> _Task instructions_: Extract each line of the material below that contains the string "query", where a match must have the same uppercase and lowercase letters.

> _Extracted material_:

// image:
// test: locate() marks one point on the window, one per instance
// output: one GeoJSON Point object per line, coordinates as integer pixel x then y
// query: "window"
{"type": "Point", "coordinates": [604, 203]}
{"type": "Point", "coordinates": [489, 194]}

---

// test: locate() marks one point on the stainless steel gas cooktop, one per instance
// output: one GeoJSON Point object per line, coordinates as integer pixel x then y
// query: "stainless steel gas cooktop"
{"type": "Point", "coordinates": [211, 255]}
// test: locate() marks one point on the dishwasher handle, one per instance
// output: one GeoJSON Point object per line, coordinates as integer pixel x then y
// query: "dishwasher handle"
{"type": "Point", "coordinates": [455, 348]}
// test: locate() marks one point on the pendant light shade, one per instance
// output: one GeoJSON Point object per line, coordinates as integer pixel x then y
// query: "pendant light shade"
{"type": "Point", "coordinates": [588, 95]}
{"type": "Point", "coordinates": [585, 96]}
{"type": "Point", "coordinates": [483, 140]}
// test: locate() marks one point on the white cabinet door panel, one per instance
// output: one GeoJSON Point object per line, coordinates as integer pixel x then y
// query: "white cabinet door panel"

* * *

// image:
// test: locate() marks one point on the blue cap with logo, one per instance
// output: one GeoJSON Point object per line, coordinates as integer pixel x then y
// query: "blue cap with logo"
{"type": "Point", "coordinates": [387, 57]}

> _Solution for this task_:
// query: "window"
// query: "stainless steel gas cooktop"
// query: "dishwasher handle"
// query: "pendant light shade"
// query: "white cabinet door panel"
// query: "blue cap with logo"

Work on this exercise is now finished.